*Problem details:*
Rename "stone pillar" to "stone column" in the lines from the line with "Spot the stone pillar, then" through the last line, and write out only those lines with nothing else changed.

*Stored dataset items:*
*-*-*

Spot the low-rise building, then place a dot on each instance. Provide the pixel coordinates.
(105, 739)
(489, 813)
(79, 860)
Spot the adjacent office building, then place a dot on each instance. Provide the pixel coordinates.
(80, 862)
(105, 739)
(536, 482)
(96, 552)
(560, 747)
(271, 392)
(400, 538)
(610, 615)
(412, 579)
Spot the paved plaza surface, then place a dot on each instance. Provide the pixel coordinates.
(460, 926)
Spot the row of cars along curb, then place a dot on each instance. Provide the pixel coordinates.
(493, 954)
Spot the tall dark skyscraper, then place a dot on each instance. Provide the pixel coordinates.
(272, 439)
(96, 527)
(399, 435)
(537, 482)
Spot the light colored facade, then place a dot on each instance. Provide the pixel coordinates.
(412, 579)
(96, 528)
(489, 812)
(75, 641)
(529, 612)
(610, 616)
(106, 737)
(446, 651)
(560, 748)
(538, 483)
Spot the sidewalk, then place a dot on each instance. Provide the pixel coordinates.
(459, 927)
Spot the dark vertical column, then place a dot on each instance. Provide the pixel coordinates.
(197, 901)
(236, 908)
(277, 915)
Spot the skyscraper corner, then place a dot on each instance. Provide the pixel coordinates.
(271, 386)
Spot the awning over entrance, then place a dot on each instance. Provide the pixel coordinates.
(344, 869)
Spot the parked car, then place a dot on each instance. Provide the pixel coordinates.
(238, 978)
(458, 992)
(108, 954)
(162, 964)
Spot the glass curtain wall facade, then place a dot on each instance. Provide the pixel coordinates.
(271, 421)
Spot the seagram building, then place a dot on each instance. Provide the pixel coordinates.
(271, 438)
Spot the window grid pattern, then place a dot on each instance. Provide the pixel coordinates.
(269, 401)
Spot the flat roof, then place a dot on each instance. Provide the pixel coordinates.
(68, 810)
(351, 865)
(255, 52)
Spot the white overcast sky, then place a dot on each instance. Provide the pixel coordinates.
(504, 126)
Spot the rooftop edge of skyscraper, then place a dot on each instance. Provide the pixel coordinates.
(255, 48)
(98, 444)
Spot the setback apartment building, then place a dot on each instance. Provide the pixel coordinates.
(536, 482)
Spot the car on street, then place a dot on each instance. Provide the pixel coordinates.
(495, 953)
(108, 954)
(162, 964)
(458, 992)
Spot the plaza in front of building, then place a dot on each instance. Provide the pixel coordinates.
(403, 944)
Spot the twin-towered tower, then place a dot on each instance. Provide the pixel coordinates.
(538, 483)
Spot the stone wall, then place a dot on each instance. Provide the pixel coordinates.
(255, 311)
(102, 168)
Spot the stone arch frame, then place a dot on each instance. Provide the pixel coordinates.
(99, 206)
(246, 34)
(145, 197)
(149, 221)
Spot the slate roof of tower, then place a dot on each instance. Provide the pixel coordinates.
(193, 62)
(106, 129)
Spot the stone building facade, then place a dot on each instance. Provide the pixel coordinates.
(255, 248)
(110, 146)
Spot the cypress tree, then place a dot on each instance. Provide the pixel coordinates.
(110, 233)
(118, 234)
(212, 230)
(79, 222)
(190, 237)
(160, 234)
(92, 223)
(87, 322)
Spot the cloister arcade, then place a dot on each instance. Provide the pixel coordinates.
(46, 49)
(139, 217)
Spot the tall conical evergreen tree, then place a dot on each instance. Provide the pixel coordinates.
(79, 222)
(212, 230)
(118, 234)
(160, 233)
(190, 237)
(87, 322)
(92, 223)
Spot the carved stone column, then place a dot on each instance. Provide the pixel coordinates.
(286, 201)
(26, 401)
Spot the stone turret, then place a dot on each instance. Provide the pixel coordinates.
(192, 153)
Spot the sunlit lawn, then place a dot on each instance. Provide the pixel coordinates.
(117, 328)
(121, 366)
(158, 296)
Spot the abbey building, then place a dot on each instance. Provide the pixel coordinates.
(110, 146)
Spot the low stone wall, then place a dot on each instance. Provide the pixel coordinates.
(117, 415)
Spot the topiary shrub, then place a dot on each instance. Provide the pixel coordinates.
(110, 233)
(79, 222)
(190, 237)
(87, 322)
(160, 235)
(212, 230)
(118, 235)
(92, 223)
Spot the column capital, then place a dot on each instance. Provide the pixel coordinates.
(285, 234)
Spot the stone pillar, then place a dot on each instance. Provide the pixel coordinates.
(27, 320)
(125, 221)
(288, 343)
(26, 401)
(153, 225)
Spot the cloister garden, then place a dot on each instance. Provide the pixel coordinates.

*-*-*

*Exercise solution:*
Spot the stone column, then place a dot on each instance. Provide the pixel coordinates.
(27, 320)
(125, 221)
(288, 343)
(26, 401)
(153, 225)
Spot the cloister garden, then place a dot on each instance. Provide the pixel coordinates.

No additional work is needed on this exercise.